▸ **Written problem**:
Please output every line of the material below word for word, leaving out the pictures.

▸ **Task material**:
──────────

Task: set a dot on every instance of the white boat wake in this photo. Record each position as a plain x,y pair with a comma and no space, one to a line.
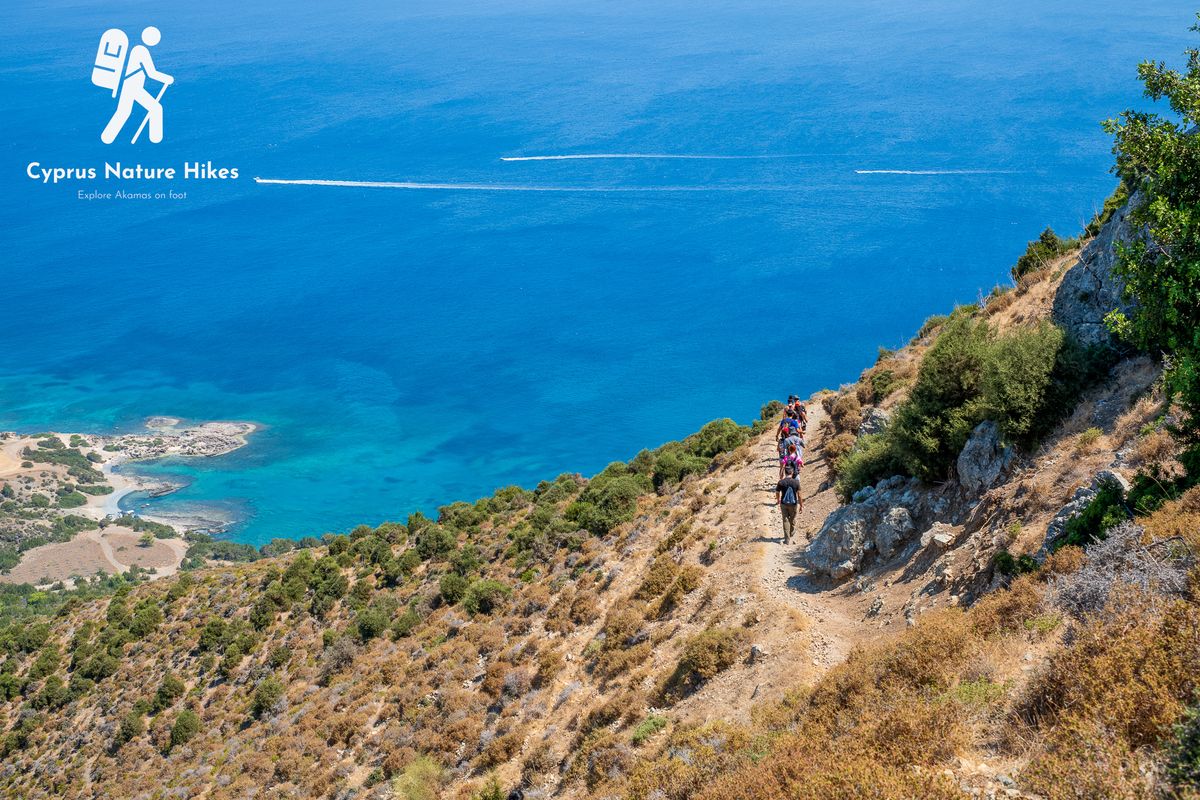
513,187
935,172
586,156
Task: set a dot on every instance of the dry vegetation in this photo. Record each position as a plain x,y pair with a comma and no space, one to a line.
545,641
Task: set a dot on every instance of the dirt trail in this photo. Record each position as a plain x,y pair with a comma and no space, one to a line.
834,620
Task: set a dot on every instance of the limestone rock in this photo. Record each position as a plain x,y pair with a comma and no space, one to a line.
940,536
984,458
1090,289
875,420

──────────

▸ **Exercise result**:
Task: set a dot on every instance of the white boat wake in this photo. Record each position as a plain x,y pair with a comma and no space, one to a line.
513,187
935,172
586,156
Task: set a dot on every instance of the dry vegetation in this photo. Record each position as a plain x,y pair with a comma and no space, one to a line.
545,641
Task: set a dot on every instance of the dirt trail in this photo. Record each position as a plain x,y pair with a comma and no space, one to a line.
834,620
Task: set a dot on every instance of the limestone rock in this photo. Record each position as a plain x,y pair with a comma and no space, one to a line.
940,536
984,458
1090,289
875,420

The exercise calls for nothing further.